[Start of Attachment]

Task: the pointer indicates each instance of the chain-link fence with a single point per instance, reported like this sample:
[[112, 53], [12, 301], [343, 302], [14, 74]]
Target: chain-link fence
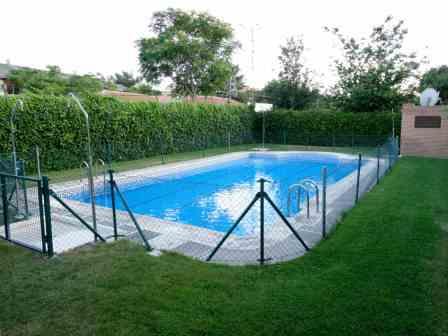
[[211, 198]]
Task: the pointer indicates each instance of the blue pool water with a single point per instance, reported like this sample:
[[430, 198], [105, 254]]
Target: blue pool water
[[213, 197]]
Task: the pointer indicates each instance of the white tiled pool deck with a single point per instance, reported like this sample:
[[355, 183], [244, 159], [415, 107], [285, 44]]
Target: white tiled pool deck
[[194, 241]]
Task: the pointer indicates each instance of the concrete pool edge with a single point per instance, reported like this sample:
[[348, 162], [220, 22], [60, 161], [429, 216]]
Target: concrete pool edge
[[185, 238]]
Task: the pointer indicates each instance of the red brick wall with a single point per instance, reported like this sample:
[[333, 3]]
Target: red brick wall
[[431, 142]]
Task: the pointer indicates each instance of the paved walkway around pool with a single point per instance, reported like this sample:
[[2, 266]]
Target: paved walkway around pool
[[198, 242]]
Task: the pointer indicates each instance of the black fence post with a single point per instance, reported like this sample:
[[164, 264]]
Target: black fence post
[[262, 181], [324, 202], [5, 206], [358, 177], [40, 196], [47, 212], [378, 155], [112, 197]]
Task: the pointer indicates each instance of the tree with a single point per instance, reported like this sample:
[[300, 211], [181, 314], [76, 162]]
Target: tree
[[293, 89], [283, 94], [436, 78], [126, 79], [52, 81], [192, 49], [375, 73], [293, 69]]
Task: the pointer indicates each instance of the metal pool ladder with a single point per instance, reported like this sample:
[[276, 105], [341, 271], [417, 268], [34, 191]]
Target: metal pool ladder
[[306, 186]]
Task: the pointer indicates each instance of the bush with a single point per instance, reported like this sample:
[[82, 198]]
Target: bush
[[297, 127], [135, 130]]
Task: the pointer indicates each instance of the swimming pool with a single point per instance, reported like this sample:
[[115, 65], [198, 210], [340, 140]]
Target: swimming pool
[[213, 196]]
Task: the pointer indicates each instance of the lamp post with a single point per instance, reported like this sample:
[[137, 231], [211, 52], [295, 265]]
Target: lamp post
[[90, 158], [263, 108]]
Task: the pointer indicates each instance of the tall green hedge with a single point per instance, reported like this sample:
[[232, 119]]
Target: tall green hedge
[[295, 127], [135, 130]]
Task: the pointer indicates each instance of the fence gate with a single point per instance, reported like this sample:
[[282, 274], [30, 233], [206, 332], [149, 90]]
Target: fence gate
[[23, 209]]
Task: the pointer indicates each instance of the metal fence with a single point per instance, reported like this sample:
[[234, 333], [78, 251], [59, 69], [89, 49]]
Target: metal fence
[[261, 226]]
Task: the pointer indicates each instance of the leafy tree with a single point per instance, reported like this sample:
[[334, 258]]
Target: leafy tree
[[375, 73], [192, 49], [293, 69], [126, 79], [52, 81], [436, 78], [293, 89], [284, 94]]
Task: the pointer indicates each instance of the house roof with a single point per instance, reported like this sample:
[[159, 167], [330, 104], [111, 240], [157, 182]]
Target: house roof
[[5, 69]]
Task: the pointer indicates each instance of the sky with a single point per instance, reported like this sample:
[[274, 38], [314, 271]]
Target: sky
[[91, 36]]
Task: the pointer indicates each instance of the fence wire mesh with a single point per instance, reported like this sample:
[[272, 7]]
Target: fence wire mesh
[[21, 211]]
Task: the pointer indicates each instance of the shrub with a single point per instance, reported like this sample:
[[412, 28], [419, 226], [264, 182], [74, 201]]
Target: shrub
[[297, 127], [135, 130]]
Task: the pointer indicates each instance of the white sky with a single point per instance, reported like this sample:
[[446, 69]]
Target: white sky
[[93, 36]]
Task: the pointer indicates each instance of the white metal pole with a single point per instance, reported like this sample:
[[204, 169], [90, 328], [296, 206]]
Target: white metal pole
[[90, 172], [19, 103]]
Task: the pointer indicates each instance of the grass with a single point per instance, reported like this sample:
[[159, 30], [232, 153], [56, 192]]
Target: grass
[[383, 271], [73, 174]]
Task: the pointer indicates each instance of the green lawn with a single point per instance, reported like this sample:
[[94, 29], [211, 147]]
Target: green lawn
[[384, 271]]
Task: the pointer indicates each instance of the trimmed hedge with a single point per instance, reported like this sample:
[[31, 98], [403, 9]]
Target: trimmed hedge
[[294, 127], [135, 130]]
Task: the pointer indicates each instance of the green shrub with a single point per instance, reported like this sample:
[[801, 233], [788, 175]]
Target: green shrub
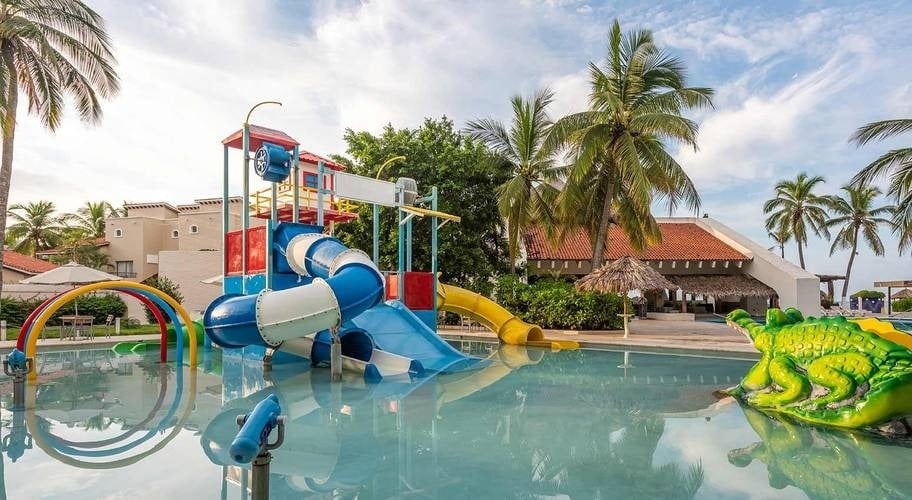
[[15, 311], [902, 305], [556, 304], [168, 287]]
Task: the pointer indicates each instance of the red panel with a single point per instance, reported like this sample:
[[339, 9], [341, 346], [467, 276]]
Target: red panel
[[392, 286], [233, 256], [256, 249], [419, 290]]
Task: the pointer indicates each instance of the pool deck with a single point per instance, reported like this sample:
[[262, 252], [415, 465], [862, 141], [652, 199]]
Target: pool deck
[[682, 335], [644, 334]]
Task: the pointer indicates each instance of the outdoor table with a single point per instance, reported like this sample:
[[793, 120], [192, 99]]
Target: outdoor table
[[71, 326]]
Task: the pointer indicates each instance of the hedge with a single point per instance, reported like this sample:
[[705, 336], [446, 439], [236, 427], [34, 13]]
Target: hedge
[[557, 305], [902, 305], [15, 311]]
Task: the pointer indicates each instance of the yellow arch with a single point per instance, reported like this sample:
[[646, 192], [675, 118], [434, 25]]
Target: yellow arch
[[42, 319]]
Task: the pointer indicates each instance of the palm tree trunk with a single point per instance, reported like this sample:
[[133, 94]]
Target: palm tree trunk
[[845, 282], [9, 132], [598, 247]]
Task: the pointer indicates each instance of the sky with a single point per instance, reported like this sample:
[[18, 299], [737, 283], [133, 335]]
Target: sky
[[793, 80]]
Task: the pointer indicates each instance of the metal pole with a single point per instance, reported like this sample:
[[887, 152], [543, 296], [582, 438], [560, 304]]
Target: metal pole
[[434, 249], [320, 193], [226, 217], [296, 186], [376, 252], [335, 360]]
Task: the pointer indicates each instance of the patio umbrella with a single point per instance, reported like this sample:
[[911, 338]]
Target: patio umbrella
[[622, 276], [71, 274]]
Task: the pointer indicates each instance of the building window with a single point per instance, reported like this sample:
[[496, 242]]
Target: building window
[[124, 269]]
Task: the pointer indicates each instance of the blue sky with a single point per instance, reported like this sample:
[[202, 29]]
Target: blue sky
[[793, 81]]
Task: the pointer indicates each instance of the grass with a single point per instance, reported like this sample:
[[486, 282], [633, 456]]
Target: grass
[[53, 332]]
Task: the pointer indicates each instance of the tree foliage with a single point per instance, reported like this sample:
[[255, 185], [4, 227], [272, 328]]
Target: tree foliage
[[435, 155]]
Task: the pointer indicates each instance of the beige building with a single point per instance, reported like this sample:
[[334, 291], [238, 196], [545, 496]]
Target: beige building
[[183, 244]]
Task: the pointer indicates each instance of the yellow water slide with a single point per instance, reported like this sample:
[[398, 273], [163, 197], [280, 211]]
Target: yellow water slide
[[886, 330], [508, 327]]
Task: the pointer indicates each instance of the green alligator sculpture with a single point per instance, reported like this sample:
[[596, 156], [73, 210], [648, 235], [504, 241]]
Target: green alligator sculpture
[[826, 371]]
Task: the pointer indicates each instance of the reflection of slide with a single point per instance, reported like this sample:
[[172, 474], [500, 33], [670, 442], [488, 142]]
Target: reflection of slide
[[508, 327]]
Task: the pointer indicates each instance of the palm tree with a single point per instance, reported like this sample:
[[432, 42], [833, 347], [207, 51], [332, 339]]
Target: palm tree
[[780, 236], [35, 227], [49, 50], [854, 215], [90, 218], [896, 163], [527, 198], [796, 208], [620, 164]]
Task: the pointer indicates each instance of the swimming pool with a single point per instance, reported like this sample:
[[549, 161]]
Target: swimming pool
[[532, 424]]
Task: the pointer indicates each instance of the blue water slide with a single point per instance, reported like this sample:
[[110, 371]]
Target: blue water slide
[[345, 284]]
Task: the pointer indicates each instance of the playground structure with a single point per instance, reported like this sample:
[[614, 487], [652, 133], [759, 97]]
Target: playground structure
[[291, 288]]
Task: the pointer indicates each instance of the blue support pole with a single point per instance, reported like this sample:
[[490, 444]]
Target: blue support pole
[[246, 207], [320, 193], [296, 186], [376, 249], [226, 217], [434, 247]]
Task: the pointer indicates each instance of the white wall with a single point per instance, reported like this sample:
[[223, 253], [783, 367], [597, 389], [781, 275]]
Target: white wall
[[796, 287]]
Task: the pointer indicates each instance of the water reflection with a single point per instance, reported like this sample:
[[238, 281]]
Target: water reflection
[[825, 463]]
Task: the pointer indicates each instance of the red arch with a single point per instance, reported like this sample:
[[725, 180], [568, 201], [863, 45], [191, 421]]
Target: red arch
[[163, 349]]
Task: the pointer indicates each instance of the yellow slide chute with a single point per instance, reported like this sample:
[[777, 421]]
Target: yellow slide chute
[[886, 330], [508, 327]]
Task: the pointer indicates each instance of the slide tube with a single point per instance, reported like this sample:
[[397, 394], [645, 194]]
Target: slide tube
[[346, 283]]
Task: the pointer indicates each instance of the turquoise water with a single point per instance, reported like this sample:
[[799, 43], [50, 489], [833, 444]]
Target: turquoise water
[[533, 424]]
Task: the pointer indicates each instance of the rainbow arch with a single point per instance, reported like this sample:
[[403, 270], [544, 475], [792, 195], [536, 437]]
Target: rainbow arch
[[37, 320]]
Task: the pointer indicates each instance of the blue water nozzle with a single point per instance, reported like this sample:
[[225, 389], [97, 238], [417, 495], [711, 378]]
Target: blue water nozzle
[[272, 163], [255, 430]]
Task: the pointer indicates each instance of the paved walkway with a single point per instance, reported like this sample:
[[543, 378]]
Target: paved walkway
[[686, 335]]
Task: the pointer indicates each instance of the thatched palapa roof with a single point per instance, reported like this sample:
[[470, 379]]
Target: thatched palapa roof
[[722, 284], [623, 275]]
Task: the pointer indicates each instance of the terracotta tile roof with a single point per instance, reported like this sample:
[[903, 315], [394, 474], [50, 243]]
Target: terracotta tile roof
[[24, 263], [680, 241]]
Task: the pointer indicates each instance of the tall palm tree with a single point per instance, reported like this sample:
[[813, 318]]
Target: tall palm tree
[[796, 207], [49, 50], [897, 164], [526, 199], [854, 214], [781, 236], [35, 227], [620, 164], [90, 218]]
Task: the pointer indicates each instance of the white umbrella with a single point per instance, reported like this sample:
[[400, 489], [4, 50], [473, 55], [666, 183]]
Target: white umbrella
[[71, 274]]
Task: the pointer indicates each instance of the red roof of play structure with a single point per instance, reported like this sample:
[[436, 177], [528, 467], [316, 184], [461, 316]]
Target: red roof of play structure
[[258, 135]]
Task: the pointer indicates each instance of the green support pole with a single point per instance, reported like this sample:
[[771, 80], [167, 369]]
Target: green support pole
[[434, 248], [226, 218], [376, 249], [246, 207], [296, 185], [320, 193]]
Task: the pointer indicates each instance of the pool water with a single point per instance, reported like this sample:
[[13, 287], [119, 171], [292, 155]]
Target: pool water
[[531, 424]]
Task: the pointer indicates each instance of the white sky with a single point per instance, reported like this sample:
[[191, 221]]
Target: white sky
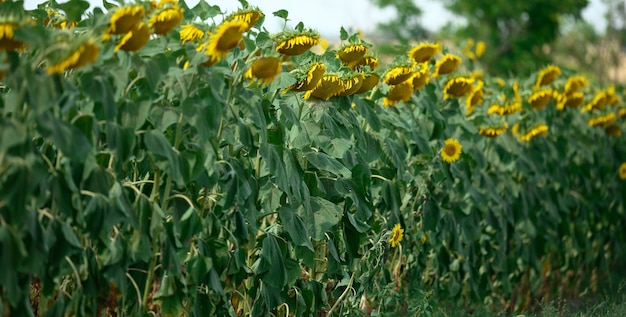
[[327, 16]]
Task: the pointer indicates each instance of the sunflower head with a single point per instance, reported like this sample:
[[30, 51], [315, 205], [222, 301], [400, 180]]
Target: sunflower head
[[309, 78], [447, 64], [370, 81], [296, 43], [398, 73], [396, 235], [400, 92], [124, 19], [457, 87], [166, 19], [135, 39], [191, 33], [352, 82], [424, 52], [249, 15], [547, 75], [540, 98], [264, 70], [622, 171], [352, 53], [451, 150], [73, 56], [329, 86]]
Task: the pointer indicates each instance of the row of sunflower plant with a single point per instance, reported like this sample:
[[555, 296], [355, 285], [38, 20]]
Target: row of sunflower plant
[[156, 158]]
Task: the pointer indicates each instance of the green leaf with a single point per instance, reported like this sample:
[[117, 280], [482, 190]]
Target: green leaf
[[320, 217], [295, 227], [65, 137], [325, 162]]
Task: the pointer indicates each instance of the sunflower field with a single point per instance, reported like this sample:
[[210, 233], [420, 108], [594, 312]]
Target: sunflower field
[[162, 160]]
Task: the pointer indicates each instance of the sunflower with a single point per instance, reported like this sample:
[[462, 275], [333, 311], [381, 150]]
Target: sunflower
[[264, 70], [538, 130], [398, 74], [124, 19], [574, 84], [613, 130], [420, 78], [397, 233], [446, 65], [190, 32], [166, 19], [457, 87], [547, 75], [540, 99], [7, 42], [250, 16], [292, 44], [367, 60], [134, 40], [424, 52], [352, 83], [329, 86], [622, 171], [226, 37], [474, 98], [399, 92], [352, 53], [369, 82], [602, 120], [86, 52], [492, 131], [313, 76], [451, 150]]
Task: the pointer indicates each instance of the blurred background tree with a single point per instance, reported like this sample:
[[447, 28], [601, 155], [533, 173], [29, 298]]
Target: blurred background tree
[[518, 33]]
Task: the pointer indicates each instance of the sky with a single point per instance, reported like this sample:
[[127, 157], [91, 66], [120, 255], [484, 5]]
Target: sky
[[328, 16]]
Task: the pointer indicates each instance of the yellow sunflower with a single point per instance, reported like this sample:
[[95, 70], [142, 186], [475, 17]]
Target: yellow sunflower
[[547, 75], [226, 37], [314, 74], [85, 53], [398, 74], [421, 78], [451, 150], [264, 70], [396, 235], [352, 53], [190, 32], [399, 92], [7, 42], [457, 87], [124, 19], [474, 98], [166, 19], [329, 86], [369, 82], [540, 99], [446, 65], [622, 171], [613, 130], [492, 131], [539, 130], [602, 120], [352, 83], [292, 44], [424, 52], [134, 40]]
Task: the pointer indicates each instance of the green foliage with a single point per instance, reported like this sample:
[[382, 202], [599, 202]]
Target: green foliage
[[151, 182]]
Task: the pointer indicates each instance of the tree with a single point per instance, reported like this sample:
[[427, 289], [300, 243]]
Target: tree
[[518, 33]]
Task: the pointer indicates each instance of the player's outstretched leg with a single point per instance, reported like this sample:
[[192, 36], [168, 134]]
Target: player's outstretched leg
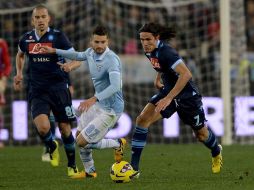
[[138, 143], [216, 151], [217, 162], [88, 162], [54, 155], [69, 147], [118, 152], [45, 157]]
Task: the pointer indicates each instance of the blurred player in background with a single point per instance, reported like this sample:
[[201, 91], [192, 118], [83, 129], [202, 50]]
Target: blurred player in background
[[100, 112], [5, 70], [48, 90], [177, 93]]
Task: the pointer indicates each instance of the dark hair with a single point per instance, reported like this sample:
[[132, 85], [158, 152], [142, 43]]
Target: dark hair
[[101, 31], [165, 32], [40, 6]]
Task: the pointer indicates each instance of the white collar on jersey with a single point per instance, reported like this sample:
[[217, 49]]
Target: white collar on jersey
[[101, 56], [37, 36]]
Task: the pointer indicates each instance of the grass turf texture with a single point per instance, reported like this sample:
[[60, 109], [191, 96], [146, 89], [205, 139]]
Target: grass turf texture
[[162, 167]]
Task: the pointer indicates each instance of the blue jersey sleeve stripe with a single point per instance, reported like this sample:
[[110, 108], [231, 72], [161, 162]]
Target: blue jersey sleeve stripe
[[176, 63]]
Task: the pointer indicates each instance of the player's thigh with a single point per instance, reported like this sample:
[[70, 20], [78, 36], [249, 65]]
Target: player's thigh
[[148, 116], [86, 117], [192, 113], [42, 123], [98, 127], [170, 109], [61, 105], [39, 105]]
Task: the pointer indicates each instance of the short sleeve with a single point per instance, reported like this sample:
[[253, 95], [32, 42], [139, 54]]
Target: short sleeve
[[63, 42]]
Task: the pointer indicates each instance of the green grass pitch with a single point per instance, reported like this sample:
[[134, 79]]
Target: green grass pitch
[[176, 167]]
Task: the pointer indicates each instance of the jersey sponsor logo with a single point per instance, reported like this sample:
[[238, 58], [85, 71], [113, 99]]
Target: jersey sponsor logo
[[41, 59], [155, 63], [34, 48]]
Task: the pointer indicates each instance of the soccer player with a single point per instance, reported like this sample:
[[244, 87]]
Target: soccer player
[[45, 157], [177, 93], [100, 112], [48, 89], [5, 70]]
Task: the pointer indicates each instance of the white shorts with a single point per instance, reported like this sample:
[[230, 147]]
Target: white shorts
[[95, 123]]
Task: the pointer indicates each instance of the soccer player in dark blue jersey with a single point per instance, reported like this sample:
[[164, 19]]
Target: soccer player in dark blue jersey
[[48, 88], [177, 93]]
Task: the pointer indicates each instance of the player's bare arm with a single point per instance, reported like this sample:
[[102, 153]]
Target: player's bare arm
[[184, 76], [70, 66], [46, 49], [20, 60], [157, 81]]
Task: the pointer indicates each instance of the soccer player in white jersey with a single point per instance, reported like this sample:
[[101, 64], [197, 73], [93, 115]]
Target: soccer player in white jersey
[[100, 112]]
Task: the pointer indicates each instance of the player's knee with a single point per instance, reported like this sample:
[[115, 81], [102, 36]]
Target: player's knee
[[202, 134], [141, 120], [77, 133], [43, 130], [81, 142]]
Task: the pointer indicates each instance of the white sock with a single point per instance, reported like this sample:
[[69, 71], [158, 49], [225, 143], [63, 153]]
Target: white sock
[[87, 159], [104, 143]]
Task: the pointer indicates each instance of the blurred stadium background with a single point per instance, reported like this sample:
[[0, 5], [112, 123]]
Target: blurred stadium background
[[198, 41]]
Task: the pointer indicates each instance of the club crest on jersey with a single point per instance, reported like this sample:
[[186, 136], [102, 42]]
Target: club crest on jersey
[[50, 37], [155, 63], [99, 67], [34, 48], [30, 39]]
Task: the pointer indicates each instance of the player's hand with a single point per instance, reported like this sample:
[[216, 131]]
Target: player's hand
[[46, 49], [66, 67], [159, 85], [85, 105], [17, 82], [162, 104]]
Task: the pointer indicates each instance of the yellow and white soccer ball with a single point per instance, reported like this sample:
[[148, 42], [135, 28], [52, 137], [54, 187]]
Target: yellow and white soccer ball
[[121, 172]]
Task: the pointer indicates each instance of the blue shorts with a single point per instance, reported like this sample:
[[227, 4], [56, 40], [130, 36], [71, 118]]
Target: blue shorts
[[56, 100], [189, 110]]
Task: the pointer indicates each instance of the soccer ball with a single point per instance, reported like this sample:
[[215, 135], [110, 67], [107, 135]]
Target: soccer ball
[[121, 172]]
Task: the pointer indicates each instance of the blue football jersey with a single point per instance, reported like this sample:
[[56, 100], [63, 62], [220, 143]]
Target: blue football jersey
[[43, 72], [164, 59]]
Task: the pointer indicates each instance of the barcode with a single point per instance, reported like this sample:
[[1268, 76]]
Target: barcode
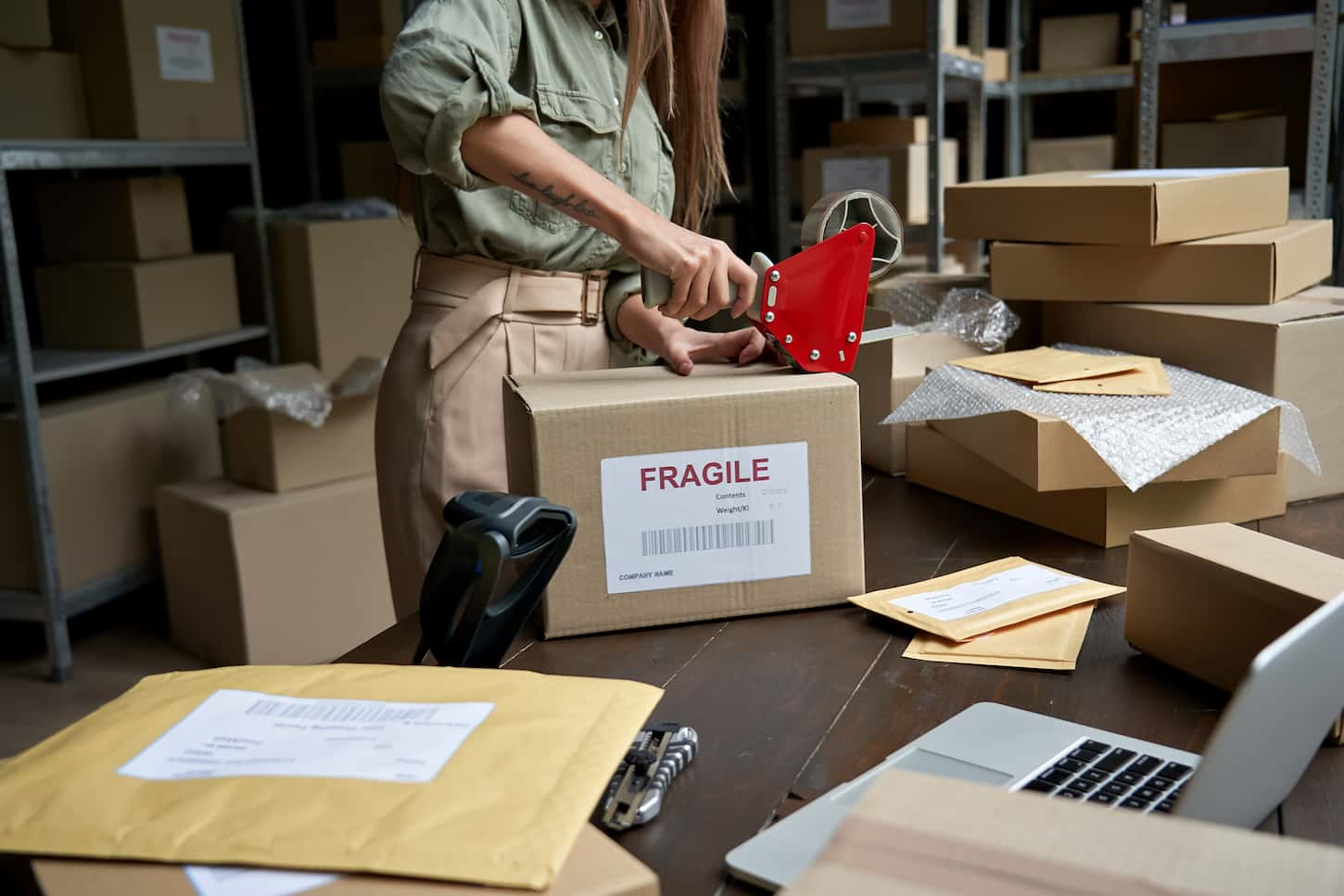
[[690, 539], [340, 711]]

[End of Attachment]

**EXERCISE DIRECTIONS:** What is asked for is an exact copy of the lines above from the one containing "[[549, 161]]" through the one containing "[[614, 487], [652, 133], [759, 97]]", and only those.

**REPLY:**
[[549, 161]]
Target: swimming pool
[[532, 424]]
Task: the pointer indicates each instance of the blue water slide with a single point per instance, reported like this sample:
[[110, 371]]
Target: blue water slide
[[345, 284]]
Task: the pointer indicates each instance of the playground structure with a single point per instance, reported like this sample:
[[614, 487], [652, 133], [759, 97]]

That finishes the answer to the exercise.